>> START Material shown
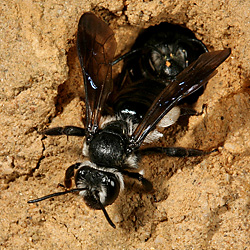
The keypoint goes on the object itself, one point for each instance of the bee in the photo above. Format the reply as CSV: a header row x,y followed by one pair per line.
x,y
117,122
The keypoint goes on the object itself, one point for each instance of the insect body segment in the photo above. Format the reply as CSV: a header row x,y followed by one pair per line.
x,y
113,143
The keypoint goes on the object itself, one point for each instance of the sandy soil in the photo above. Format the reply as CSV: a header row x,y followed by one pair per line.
x,y
199,203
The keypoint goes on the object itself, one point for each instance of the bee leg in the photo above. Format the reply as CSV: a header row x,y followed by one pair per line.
x,y
175,151
148,186
69,174
67,130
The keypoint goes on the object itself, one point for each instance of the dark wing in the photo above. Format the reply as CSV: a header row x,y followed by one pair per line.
x,y
187,82
96,47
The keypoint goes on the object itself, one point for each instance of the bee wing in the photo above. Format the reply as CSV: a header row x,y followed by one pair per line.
x,y
188,81
96,47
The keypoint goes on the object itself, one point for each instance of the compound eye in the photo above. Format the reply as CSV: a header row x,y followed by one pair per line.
x,y
112,186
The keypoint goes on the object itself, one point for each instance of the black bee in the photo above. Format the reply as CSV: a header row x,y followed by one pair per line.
x,y
113,142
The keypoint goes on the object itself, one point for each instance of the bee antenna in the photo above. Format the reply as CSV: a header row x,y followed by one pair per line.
x,y
56,194
104,211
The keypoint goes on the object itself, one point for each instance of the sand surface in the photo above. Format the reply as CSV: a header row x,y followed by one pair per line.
x,y
199,203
>> END Material shown
Reproduce all the records above with "landmark" substituted for every "keypoint" and nothing else changed. Omit the pictures from your answer.

The landmark goes on the object itself, one point for each instance of the bee in the photo above. Format the reply as CSV: a header row x,y followed by one pair per line.
x,y
117,122
The landmark goes on the object itself, one point for each instance of the insect body segment in the photo above. Format the reply as CSV: a header row x,y followed by one pair per line.
x,y
113,143
The landmark goes on the object itself, one point for each instance of the sandy soil in the photo above. Format the reply as CSV: a header row x,y followed by one pair per line.
x,y
199,203
The landmark goes on the object itself, one point for each instance of the bee leg in the photo above. Format the reply as CSV: a header row x,y followed by one pair per line.
x,y
175,151
148,186
69,174
67,130
The landmark goes on the object itself, one point for each instance of the dark wing in the photo above. Format the reply as CSV: a header row x,y followed by one pair per line.
x,y
187,82
96,47
The landmark goes on the object itself, one point for each instance of the bee wing in the photo above. Format the reply as CSV: a header row x,y followed by one pair per line.
x,y
188,81
96,47
The landmark goes on the object itself, one point for each instance of the compound eye in the photo above. Format the reply as CSV: a header row x,y followed by one pair per line.
x,y
112,186
The landmark goes on the object itself, one point for each instance of the black bee in the photo above. Format the reply as CSV: a header row x,y followed by one pair per line.
x,y
113,142
The landmark goes on the object itself, one point for each instance of the bee antenna in the photo above. Format the reply as CSV: a header row x,y followed by one pair per line.
x,y
56,194
104,211
The landmark goes on the object itself, one point for each instance of the sand surface in the photo above. Format the reply as CSV: a header row x,y followed by one pair per line.
x,y
199,203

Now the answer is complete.